— EXERCISE TEXT —
5. “Love Song” (1979)

On the opening track of Machine Gun Etiquette, Rat Scabies hits hard on a halftime opening that suggests The Damned is going to be taking on more than speed punk this go round. While it is true that their latest album is more diverse than its two predecessors, this particular intro is a con. Algy Ward suddenly cracks the mid-tempo noodling with a fleet bassline, and Rat wallops out a big fill before breaking into his signature beat with a subtle shuffle feel that is almost undetectable at such high speed. Harder to miss are the spacious fills he works in amongst the chaos.



6. “Machine Gun Etiquette” (1979)

Even faster, even more violent and intense is the second and title track of Machine Gun Etiquette. The other guys sound more equipped to maintain Rat’s speed here than ever before, nailing the accents that jolt the beat at the end of each verse. Then Rat commands the mania to a halt with a staccato thump that sounds like the marching jackboots of a fascist army in a scary passage that makes the return to the previous double-time thrash almost sound tame in comparison.



7. “Therapy” (1980)

— SOURCE MATERIAL —
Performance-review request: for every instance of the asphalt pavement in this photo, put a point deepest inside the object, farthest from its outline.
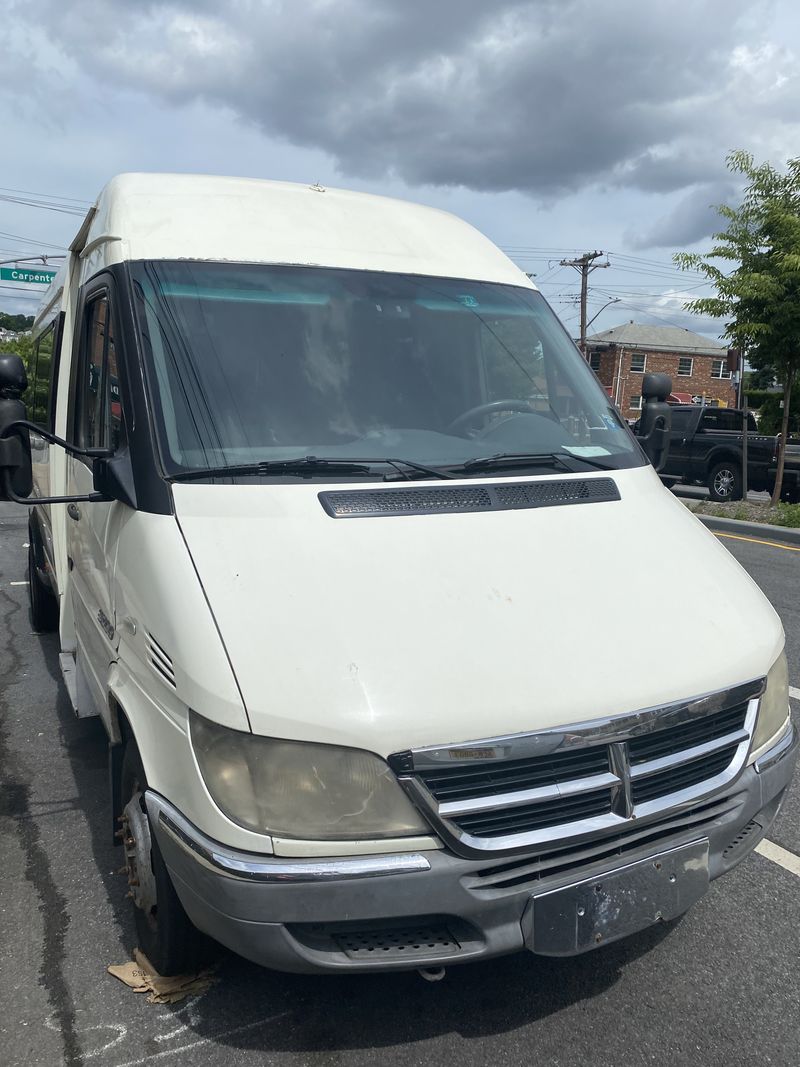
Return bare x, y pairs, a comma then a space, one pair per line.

— BRIEF —
Translate this sentence from the text on songs by The Damned into Spanish: "Even faster, even more violent and intense is the second and title track of Machine Gun Etiquette."

— SOLUTION TO THIS EXERCISE —
Aún más rápida, aún más violenta e intensa es la segunda canción, la que da título a Machine Gun Etiquette.